South Africa

South Africa

Social grants – a real, good story to tell

Social grants – a real, good story to tell

As media we are so used to focusing on the short-term, the news story, that sometimes longer-term processes get missed. Which is a pity, because often those longer processes are the good news stories. It’s important to take a moment to celebrate how things are getting better. BDlive this week reported that children from homes which receive social grants are a full centimetre taller, and do better in school, than children from homes that don’t. This completely changes the arguments around social grants, and their long-term impacts. By STEPHEN GROOTES.

According to a University of Stellenbosch study, households on the social grant system spend more money on food and other necessities, and less on what are called “adult goods” like booze and cigarettes. It is this that is having the positive impact on our children – all for a measly R310 per month per child per household.

If China has done more to banish poverty in the last two decades than any other nation at any time in history, it’s probably safe to say that never in our own country has one intervention made such a difference. While there is often a huge focus on economic policy to get an economy going, along with our perennial fights around laws and inflation targeting, we often neglect health. Workers need to be able to work first. And if they are healthy, they are more able to work. While it’s probably easier to celebrate that extra centimetre [You and most men – Ed], it’s the school achievement that is so much more important. If your brain is healthy, and better trained at school, your life chances are obviously significantly improved.

If you’ll forgive the crass paternalism for a moment, this also shows that those on grants are using the cash for what you could call “productive goods” i.e. food and clothes, rather than alcohol or other unproductive outlets. Which could remove the argument from opponents of grants that the grant money is being wasted on a large scale.

It would be hard to say, now, that social grants in this country should be changed in any way, except that they should be increased.

This is actually quite a big change from the way this argument used to play out. Both here and in other countries, the big debate has been around whether these grants create dependency; there have been the usual anecdotes about the young woman who falls pregnant just for the grant. At the ANC’s 2012 Policy Conference, there were also predictions of a new “jobseekers’ grant” for those who are unemployed, which would essentially be a way to get young men into the grant system that they currently fall out of.

══════════

Please answer these questions about the social grants article above, one per line:
1. Which university carried out the study on households receiving social grants?
2. What is the grant amount per month per child per household?
3. At which event were there predictions of a new "jobseekers' grant"?

══════════

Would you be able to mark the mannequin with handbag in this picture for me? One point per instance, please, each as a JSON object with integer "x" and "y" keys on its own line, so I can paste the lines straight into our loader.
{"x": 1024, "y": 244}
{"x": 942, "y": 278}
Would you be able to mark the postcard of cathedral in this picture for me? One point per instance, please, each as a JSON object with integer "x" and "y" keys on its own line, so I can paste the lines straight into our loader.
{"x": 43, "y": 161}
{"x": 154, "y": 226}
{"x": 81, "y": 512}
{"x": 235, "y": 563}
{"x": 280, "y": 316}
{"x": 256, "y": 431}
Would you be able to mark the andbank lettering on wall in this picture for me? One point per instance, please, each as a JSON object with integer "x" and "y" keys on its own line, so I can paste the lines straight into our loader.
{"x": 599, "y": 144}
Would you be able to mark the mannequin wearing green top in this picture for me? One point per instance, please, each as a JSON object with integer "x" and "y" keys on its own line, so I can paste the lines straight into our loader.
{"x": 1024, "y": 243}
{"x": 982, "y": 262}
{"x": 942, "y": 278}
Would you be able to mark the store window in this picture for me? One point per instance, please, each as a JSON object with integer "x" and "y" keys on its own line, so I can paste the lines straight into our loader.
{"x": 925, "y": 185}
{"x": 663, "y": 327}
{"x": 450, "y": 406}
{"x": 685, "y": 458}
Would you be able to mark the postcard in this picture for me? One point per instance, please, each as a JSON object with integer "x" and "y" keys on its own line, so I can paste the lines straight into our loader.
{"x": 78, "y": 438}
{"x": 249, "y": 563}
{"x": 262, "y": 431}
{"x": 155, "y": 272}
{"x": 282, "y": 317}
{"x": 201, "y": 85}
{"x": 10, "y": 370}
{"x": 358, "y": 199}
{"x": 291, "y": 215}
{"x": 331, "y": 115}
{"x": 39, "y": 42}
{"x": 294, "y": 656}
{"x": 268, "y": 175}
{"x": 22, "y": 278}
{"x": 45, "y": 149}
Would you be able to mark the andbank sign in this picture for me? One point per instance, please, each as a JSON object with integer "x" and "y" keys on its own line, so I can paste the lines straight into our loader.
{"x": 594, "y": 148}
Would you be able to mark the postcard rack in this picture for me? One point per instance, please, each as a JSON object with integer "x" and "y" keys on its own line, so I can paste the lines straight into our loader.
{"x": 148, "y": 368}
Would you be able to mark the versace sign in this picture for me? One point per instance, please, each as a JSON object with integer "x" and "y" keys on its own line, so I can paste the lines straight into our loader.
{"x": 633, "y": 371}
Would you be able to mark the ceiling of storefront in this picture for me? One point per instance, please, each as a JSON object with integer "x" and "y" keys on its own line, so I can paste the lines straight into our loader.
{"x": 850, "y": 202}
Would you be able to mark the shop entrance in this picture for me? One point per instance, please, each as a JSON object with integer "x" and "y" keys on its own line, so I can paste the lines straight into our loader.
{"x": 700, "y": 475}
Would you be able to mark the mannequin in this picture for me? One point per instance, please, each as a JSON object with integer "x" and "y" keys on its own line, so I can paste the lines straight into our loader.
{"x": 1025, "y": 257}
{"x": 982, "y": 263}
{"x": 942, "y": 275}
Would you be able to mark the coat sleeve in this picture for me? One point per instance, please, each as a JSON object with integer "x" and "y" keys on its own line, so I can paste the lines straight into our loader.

══════════

● Completed exercise:
1. The University of Stellenbosch
2. R310
3. The ANC's 2012 Policy Conference